Source extract:
__________________________________________________

AI Is the Crown Jewel in Chile’s New Nine-Year Development Plan
Wang Shifeng
DATE:  Sep 08 2021
/ SOURCE:  Yicai
AI Is the Crown Jewel in Chile’s New Nine-Year Development Plan AI Is the Crown Jewel in Chile’s New Nine-Year Development Plan

(Yicai Global) Sept. 8 -- Chile started drafting its first artificial intelligence policy in 2019 as a main driver of growth amid popular discontent against perceived corrupt rule under President Sebastián Pinera and widespread social and economic inequality.

High school students protesting a rise in subway fares on October 18 that year invaded the capital Santiago’s metro and closed it in violent unrest and vandalism that spread throughout the country and forced Pinera to declare a referendum on a new constitution to redress inequities, The Yuan, an AI-centric open community on a mission to put the ‘All-Inclusive’ into AI, reported on September 6.

That disorder ended an effective, but unfair economic system. Chile is among the most developed countries in Latin America. Its neoliberal system slashed poverty to 7.4 percent in 2017 from 34.7 percent in 1990. Inequality remains rife, with incomes of the 10 percent richest 26 times higher than those of the 10 percent poorest, per the Organization for Economic Co-operation and Development.

__________________________________________________

Raw data:
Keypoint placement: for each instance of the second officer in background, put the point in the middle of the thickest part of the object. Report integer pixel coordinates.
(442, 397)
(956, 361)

__________________________________________________

To do:
Decide whether each statement below agrees with the report on Chile's AI development plan. Answer yes or no for each, quoting the exact words of the report that settle it.
1. Chile began drafting its first artificial intelligence policy in 2019.
2. The unrest began with university students protesting higher bus fares.
3. Chile's poverty rate was 7.4 percent in 2017.

Worked solution:
1. Yes: "Chile started drafting its first artificial intelligence policy in 2019"
2. No: "High school students protesting a rise in subway fares"
3. Yes: "slashed poverty to 7.4 percent in 2017 from 34.7 percent in 1990"